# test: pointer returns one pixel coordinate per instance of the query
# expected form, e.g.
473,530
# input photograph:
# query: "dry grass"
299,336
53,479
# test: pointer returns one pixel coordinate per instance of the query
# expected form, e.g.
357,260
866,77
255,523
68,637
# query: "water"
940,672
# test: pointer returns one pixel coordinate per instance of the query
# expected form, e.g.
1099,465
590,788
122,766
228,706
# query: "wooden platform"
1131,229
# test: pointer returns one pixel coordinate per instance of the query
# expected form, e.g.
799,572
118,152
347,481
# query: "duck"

━━━━━━━━━━━━━━━━━━━━━━━━━━━━━━

◆ STATED TASK: Copy the listing above line for line, keeping every character as it appears.

◆ TASK SOLUTION:
# test: pointer returns one pixel coordinate per instance of the query
# expected form, e.g.
473,530
# input photograph:
# query: "dry grass"
299,336
53,479
# test: pointer returns one pixel coordinate per instance of the query
# expected form, e.g.
357,260
866,77
255,523
68,637
# query: "water"
940,672
# test: pointer returns one pixel coordinate per instance of the query
# expected form, e.g.
1099,465
590,788
122,766
228,706
# query: "wooden platform"
1131,229
# test: pointer returns one pixel coordinate per instance of the query
# expected form, e.g.
799,572
118,152
347,481
# query: "duck"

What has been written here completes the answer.